* THE TASK *
Rewrite the stretch of records below from the line containing "The service MUST place a point on the thick" through the line containing "x=362, y=179", requests included, and raise each coordinate in the answers by 143.

### DATA SUPPLIED

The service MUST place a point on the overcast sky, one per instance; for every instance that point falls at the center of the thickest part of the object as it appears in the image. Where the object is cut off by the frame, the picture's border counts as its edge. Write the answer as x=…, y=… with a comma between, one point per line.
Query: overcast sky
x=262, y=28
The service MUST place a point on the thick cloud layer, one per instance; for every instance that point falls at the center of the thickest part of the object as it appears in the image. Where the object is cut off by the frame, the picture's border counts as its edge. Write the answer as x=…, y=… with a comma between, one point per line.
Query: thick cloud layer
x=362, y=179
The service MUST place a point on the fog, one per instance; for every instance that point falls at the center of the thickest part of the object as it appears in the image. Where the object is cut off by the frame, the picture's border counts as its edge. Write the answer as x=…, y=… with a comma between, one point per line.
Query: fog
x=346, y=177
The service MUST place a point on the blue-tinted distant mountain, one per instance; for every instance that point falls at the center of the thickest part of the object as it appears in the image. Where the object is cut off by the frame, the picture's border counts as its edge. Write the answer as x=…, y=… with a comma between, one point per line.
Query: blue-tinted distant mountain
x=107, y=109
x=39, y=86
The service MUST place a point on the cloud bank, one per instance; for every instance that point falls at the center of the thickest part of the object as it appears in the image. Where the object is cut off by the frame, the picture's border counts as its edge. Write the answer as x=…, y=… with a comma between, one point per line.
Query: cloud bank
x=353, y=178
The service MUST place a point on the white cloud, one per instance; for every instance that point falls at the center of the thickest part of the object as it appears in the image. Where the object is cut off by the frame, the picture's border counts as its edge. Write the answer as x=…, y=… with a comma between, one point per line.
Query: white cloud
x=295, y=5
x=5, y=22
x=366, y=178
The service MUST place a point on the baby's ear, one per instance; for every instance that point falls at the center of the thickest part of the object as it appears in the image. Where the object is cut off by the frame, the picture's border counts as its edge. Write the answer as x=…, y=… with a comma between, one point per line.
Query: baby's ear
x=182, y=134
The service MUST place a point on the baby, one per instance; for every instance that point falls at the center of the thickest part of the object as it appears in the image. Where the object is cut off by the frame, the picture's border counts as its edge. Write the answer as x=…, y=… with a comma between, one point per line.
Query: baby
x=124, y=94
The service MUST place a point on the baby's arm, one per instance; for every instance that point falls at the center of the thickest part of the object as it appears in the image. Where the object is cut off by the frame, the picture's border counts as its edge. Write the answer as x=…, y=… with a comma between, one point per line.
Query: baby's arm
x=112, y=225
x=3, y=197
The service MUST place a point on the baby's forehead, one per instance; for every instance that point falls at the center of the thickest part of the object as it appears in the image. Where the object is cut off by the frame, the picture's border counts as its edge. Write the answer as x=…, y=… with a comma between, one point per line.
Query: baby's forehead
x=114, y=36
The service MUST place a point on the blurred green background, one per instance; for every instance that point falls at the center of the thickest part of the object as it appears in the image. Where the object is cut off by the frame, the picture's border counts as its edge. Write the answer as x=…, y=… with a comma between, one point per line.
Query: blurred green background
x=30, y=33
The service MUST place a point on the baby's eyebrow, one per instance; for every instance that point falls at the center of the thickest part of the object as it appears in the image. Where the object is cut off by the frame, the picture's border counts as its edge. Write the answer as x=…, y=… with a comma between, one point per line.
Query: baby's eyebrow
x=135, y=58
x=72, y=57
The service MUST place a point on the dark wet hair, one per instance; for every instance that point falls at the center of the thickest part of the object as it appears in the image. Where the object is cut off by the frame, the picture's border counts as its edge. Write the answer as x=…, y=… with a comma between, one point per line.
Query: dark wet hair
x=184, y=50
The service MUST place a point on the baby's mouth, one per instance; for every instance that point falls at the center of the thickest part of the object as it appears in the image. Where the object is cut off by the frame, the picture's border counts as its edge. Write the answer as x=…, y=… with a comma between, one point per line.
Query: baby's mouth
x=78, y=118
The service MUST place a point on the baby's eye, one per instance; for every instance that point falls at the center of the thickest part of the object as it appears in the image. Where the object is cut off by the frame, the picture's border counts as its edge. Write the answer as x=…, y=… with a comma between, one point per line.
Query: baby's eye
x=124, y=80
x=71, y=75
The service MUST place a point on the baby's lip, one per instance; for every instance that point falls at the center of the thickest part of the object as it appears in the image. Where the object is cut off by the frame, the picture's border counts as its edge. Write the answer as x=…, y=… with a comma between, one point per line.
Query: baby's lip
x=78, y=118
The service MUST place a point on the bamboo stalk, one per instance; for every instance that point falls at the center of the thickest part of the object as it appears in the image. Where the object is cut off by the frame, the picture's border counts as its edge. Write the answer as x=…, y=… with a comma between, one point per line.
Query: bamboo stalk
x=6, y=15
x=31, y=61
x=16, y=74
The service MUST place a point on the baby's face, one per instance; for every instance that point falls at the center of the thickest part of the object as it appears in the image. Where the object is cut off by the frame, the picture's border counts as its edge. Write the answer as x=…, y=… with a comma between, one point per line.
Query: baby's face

######
### DATA SUPPLIED

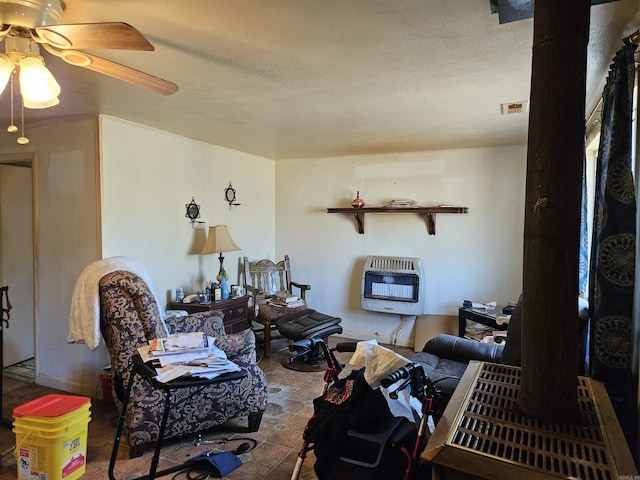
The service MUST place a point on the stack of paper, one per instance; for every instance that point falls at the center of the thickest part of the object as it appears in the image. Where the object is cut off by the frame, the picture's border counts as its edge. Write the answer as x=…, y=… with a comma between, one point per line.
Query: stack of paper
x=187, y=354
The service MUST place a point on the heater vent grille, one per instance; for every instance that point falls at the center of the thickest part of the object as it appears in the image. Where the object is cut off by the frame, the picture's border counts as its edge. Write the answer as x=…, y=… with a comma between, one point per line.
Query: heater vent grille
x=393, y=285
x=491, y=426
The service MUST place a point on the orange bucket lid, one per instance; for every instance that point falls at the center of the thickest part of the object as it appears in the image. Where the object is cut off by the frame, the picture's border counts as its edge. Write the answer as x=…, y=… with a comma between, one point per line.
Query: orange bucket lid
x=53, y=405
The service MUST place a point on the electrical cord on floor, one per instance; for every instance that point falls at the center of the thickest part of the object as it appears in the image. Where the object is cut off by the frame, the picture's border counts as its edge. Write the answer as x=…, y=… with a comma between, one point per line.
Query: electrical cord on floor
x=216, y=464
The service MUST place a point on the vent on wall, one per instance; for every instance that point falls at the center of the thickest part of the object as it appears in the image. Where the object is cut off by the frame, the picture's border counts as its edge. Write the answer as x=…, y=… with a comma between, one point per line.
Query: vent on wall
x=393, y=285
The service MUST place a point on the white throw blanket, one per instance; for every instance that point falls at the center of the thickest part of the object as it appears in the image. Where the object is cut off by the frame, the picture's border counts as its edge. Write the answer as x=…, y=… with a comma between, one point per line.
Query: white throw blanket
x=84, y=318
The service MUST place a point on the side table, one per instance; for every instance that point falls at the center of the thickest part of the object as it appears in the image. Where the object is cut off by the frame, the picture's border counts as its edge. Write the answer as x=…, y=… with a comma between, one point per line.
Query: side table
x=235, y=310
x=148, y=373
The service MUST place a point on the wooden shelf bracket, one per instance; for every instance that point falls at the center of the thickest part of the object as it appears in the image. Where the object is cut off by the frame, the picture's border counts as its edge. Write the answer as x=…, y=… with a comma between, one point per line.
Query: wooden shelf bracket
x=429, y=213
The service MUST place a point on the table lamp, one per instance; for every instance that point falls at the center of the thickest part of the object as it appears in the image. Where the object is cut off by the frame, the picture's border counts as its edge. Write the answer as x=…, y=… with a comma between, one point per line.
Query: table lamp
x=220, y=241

######

* FULL RESPONSE *
The service MUST place a point on the thick cloud layer, one per instance; for every instance that point falls at the center of the thickest part of the object as it appears in the image. Where the object is cut off by the frame, the picture's border counts as its edge. Write the answer as x=…, y=… with a comma between, one point per line.
Query: thick cloud layer
x=505, y=322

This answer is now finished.